**RECORDED INFORMATION:**
/---

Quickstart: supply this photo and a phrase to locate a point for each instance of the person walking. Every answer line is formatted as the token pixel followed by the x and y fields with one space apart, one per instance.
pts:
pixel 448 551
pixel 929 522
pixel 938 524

\---

**WRITTEN REQUEST:** Return every line of the records above with no changes.

**TASK RESPONSE:**
Quickstart: supply this photo and a phrase to locate a point for each instance of the person walking. Every answer line is formatted as the token pixel followed by the x and y fields with one space apart, one per instance.
pts:
pixel 448 551
pixel 929 522
pixel 938 524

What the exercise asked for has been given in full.